When you reach the line containing "Find every instance of the brick" in the data below, reproduce it and every line that follows, exactly and without additions.
BEGIN DATA EXCERPTS
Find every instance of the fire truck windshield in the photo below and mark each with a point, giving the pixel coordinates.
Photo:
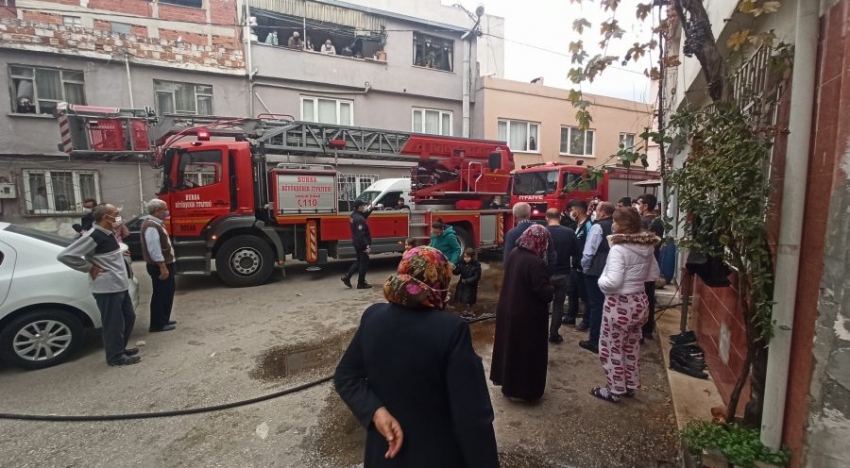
(536, 183)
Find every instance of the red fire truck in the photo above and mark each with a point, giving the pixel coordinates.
(555, 185)
(229, 206)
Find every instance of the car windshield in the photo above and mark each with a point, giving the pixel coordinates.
(40, 235)
(369, 196)
(535, 183)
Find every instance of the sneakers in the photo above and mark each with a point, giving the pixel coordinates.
(686, 338)
(125, 360)
(588, 346)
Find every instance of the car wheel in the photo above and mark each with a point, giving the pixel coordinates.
(244, 261)
(40, 338)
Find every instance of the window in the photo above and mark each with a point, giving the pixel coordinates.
(330, 111)
(121, 28)
(352, 185)
(573, 182)
(535, 183)
(627, 140)
(183, 98)
(432, 122)
(521, 136)
(433, 52)
(38, 90)
(198, 169)
(188, 3)
(72, 21)
(576, 142)
(48, 192)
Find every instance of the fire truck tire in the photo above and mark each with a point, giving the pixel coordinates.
(464, 237)
(244, 261)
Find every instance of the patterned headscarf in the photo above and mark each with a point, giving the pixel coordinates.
(422, 280)
(535, 239)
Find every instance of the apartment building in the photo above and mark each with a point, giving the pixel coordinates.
(539, 124)
(408, 68)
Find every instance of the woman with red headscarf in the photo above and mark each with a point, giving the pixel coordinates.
(411, 377)
(520, 353)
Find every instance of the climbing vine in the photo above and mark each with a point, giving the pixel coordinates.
(723, 190)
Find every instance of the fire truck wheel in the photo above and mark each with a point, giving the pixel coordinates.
(244, 261)
(464, 237)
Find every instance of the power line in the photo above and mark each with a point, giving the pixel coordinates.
(554, 52)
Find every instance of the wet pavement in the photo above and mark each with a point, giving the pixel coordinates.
(238, 344)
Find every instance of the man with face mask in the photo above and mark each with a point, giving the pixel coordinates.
(159, 259)
(99, 255)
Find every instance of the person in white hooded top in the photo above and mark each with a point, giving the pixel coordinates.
(631, 262)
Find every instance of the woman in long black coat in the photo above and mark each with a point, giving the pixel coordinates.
(520, 352)
(411, 377)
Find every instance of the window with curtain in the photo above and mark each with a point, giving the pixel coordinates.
(432, 122)
(576, 142)
(627, 140)
(59, 192)
(521, 136)
(329, 111)
(37, 90)
(183, 98)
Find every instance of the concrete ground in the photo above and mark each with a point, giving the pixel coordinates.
(234, 344)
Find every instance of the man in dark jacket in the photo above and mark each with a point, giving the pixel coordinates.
(593, 262)
(646, 205)
(566, 247)
(578, 290)
(362, 241)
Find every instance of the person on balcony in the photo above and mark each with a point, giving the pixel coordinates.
(271, 39)
(328, 48)
(295, 41)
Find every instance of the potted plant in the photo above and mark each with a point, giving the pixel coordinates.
(710, 445)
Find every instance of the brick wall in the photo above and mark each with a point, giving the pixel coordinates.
(830, 133)
(103, 43)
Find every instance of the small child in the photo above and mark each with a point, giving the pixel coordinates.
(469, 270)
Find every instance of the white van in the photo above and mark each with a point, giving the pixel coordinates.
(384, 193)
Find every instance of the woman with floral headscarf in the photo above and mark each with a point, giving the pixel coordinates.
(411, 377)
(520, 353)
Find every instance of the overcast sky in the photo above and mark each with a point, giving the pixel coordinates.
(532, 25)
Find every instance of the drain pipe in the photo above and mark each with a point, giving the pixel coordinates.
(791, 229)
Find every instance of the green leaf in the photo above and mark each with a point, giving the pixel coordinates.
(580, 24)
(643, 10)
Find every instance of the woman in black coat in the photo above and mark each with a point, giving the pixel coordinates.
(520, 352)
(411, 377)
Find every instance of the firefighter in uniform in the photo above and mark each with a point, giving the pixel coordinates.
(362, 240)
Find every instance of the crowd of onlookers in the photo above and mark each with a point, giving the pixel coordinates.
(410, 372)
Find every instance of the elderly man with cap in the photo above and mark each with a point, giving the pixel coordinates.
(362, 240)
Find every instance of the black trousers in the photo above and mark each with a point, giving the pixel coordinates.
(649, 326)
(117, 318)
(360, 266)
(578, 290)
(162, 299)
(561, 284)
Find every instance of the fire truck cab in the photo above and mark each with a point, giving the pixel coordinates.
(233, 210)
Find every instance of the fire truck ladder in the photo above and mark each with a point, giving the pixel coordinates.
(289, 137)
END DATA EXCERPTS
=== ANSWER TO THIS TASK ===
Find every instance of the brick wall in the photo above and mark each with a point, giving the pixel coordinates.
(830, 133)
(103, 43)
Find every instance of the small child in the photo above and mark each with a point, giving the pixel coordinates.
(469, 270)
Find every instance of the white van in the photo above and mark each with a point, giving the pixel coordinates.
(384, 193)
Find every instance of the woman with floral headscarf in the photo above and mark each with a point, giving the pixel coordinates.
(411, 377)
(520, 353)
Find every instance of the overcast sky in the photo above and mark each with a point, giving the pixel coordinates.
(532, 25)
Find every instance of the drain pipe in the photo above and mark each with a point, giving the pixel coordinates.
(791, 229)
Find every instance of the green leaf in the photo above and mark each with a point, giving the pixel coordinates.
(580, 24)
(643, 10)
Find every instance of the woman in black coat in the photo above and mark each with a point, giving the pixel coordinates.
(520, 352)
(411, 377)
Find every instance of the firefighter in uniform in the photo above and mark each with a point, giving the pixel coordinates.
(362, 240)
Find every instance of the crowd of onlookers in the photo above and mark each with a point, giving the pixel coordinates.
(410, 372)
Find every instance of the elderly man with cap in the photo above and mark each with a point, giving the pixel coordinates.
(362, 240)
Find every instance of the black trousers in the photo above and mark each with a point, giving the pixel coordinates.
(649, 326)
(117, 318)
(360, 266)
(578, 290)
(162, 299)
(561, 284)
Find every instance of the fire truck cab in the photo above and mark each with a point, giving the pixel coordinates.
(233, 210)
Find every instance of the fire truck ladder in the photo above and mark each with a point, giving the pixel coordinates.
(289, 137)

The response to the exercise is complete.